== Selected excerpt ==
== Segment start ==

- Cochrane in NYPD uniform
- Born: August 5, 1943
- Died: May 5, 2008 (aged 64) Pompano Beach, Florida, US
- Occupation: Police officer
- Employer: New York City Police Department

= Charles H. Cochrane =

American law enforcement officer

Charles Henry "Charlie" Cochrane, Jr. (August 5, 1943 – May 5, 2008) was an American law enforcement officer and sergeant with the New York City Police Department. Following his delivery of public testimony on anti-discrimination legislation pending before the New York City Council, Cochrane became the first openly gay officer of the NYPD. He later helped to form the Gay Officers Action League (GOAL).

== Early years ==
Charles Henry Cochrane, Jr. was born August 5, 1943. In 1963, Cochrane enlisted in the United States Army.

Cochrane joined the New York City Police Department in 1967. For the first 10 years of his time on the force, Cochrane kept his homosexuality a secret, known only to a limited circle of friends. He first came out to his patrol partner in 1977, gradually becoming less fearful over time, until by the early 1980s he believed that "hundreds of guys and women in the department" were aware of his sexual orientation.

Cochrane became a member of the NYPD's Manhattan South Task Force, rising to the rank of sergeant.

== Segment end ==

== Instructions ==
#1 Reproduce the passage of the Cochrane biography from "Cochrane joined the" up to and including "rank of sergeant.".
#2 According to the Cochrane biography, in what year did Cochrane join the New York City Police Department?
Rely only on the Cochrane biography.

== Extracted material ==
== Segment start ==

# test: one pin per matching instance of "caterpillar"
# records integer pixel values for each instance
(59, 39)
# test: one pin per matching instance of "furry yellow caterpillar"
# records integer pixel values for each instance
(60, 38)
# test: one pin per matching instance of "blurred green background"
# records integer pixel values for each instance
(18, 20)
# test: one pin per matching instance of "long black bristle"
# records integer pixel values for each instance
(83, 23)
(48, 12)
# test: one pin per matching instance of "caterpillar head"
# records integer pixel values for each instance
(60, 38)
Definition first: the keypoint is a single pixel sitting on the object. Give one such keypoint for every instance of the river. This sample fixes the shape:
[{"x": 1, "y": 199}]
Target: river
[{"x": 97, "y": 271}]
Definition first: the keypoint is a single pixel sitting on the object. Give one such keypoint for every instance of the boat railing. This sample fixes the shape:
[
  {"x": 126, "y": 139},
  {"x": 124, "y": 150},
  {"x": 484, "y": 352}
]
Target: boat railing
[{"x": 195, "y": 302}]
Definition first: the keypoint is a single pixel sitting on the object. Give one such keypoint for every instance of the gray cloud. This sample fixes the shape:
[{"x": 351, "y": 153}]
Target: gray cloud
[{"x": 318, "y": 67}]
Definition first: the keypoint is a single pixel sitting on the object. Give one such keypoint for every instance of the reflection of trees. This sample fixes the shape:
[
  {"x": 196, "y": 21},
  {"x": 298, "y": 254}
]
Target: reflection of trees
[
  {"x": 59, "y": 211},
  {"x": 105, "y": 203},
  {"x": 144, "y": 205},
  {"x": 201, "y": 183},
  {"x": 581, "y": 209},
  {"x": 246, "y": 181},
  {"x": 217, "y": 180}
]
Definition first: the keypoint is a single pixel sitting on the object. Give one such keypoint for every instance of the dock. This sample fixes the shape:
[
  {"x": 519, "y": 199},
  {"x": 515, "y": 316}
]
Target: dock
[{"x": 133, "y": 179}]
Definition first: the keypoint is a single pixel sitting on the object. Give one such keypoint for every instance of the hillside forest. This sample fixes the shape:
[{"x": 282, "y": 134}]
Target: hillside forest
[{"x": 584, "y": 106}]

== Segment end ==

== Answer set ==
#1
Cochrane joined the New York City Police Department in 1967. For the first 10 years of his time on the force, Cochrane kept his homosexuality a secret, known only to a limited circle of friends. He first came out to his patrol partner in 1977, gradually becoming less fearful over time, until by the early 1980s he believed that "hundreds of guys and women in the department" were aware of his sexual orientation.

Cochrane became a member of the NYPD's Manhattan South Task Force, rising to the rank of sergeant.

#2 1967